#### Problem to work on
Format the data below as a JSON list of strings with one string per line, leaving out blank lines and pictures.

#### Records shown
-------
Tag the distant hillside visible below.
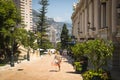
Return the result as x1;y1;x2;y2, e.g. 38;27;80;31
32;9;72;35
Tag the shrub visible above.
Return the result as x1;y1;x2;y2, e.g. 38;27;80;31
82;69;110;80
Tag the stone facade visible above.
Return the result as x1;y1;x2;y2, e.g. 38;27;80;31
71;0;120;78
13;0;33;30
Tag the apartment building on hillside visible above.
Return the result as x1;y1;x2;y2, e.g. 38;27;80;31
71;0;120;79
13;0;33;30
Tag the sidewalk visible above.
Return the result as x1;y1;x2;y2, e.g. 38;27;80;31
0;55;83;80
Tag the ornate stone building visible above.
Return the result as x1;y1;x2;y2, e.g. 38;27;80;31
13;0;33;30
71;0;120;79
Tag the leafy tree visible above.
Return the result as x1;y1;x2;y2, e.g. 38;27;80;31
37;0;48;48
72;40;113;71
61;24;69;49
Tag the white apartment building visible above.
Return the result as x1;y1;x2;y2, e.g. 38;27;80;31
13;0;33;31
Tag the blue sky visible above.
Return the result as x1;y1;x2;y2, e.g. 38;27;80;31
32;0;78;23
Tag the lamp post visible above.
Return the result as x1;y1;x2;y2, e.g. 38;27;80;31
10;27;14;67
27;35;30;61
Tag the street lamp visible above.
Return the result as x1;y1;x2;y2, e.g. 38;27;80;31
27;35;30;61
10;27;14;67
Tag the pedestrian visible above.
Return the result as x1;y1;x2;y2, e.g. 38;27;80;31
54;51;62;71
48;50;51;55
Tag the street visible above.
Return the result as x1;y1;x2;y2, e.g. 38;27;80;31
0;54;83;80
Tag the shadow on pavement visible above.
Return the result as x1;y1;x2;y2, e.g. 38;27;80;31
49;70;58;72
18;69;24;71
66;71;80;74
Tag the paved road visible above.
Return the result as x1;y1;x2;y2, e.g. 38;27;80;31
0;55;83;80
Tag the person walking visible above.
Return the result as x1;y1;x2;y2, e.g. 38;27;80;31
54;51;62;71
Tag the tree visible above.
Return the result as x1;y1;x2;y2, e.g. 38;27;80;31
37;0;48;48
61;24;69;49
0;0;21;61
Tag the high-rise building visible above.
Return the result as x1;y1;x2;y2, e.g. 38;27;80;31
-------
#### Solution to this exercise
[
  "Tag the distant hillside visible below.",
  "Return the result as x1;y1;x2;y2, e.g. 38;27;80;31",
  "32;9;72;35",
  "Tag the shrub visible above.",
  "Return the result as x1;y1;x2;y2, e.g. 38;27;80;31",
  "82;69;110;80",
  "Tag the stone facade visible above.",
  "Return the result as x1;y1;x2;y2, e.g. 38;27;80;31",
  "71;0;120;78",
  "13;0;33;30",
  "Tag the apartment building on hillside visible above.",
  "Return the result as x1;y1;x2;y2, e.g. 38;27;80;31",
  "71;0;120;79",
  "13;0;33;30",
  "Tag the sidewalk visible above.",
  "Return the result as x1;y1;x2;y2, e.g. 38;27;80;31",
  "0;55;83;80",
  "Tag the ornate stone building visible above.",
  "Return the result as x1;y1;x2;y2, e.g. 38;27;80;31",
  "13;0;33;30",
  "71;0;120;79",
  "Tag the leafy tree visible above.",
  "Return the result as x1;y1;x2;y2, e.g. 38;27;80;31",
  "37;0;48;48",
  "72;40;113;71",
  "61;24;69;49",
  "Tag the white apartment building visible above.",
  "Return the result as x1;y1;x2;y2, e.g. 38;27;80;31",
  "13;0;33;31",
  "Tag the blue sky visible above.",
  "Return the result as x1;y1;x2;y2, e.g. 38;27;80;31",
  "32;0;78;23",
  "Tag the lamp post visible above.",
  "Return the result as x1;y1;x2;y2, e.g. 38;27;80;31",
  "10;27;14;67",
  "27;35;30;61",
  "Tag the street lamp visible above.",
  "Return the result as x1;y1;x2;y2, e.g. 38;27;80;31",
  "27;35;30;61",
  "10;27;14;67",
  "Tag the pedestrian visible above.",
  "Return the result as x1;y1;x2;y2, e.g. 38;27;80;31",
  "54;51;62;71",
  "48;50;51;55",
  "Tag the street visible above.",
  "Return the result as x1;y1;x2;y2, e.g. 38;27;80;31",
  "0;54;83;80",
  "Tag the shadow on pavement visible above.",
  "Return the result as x1;y1;x2;y2, e.g. 38;27;80;31",
  "49;70;58;72",
  "18;69;24;71",
  "66;71;80;74",
  "Tag the paved road visible above.",
  "Return the result as x1;y1;x2;y2, e.g. 38;27;80;31",
  "0;55;83;80",
  "Tag the person walking visible above.",
  "Return the result as x1;y1;x2;y2, e.g. 38;27;80;31",
  "54;51;62;71",
  "Tag the tree visible above.",
  "Return the result as x1;y1;x2;y2, e.g. 38;27;80;31",
  "37;0;48;48",
  "61;24;69;49",
  "0;0;21;61",
  "Tag the high-rise building visible above.",
  "Return the result as x1;y1;x2;y2, e.g. 38;27;80;31"
]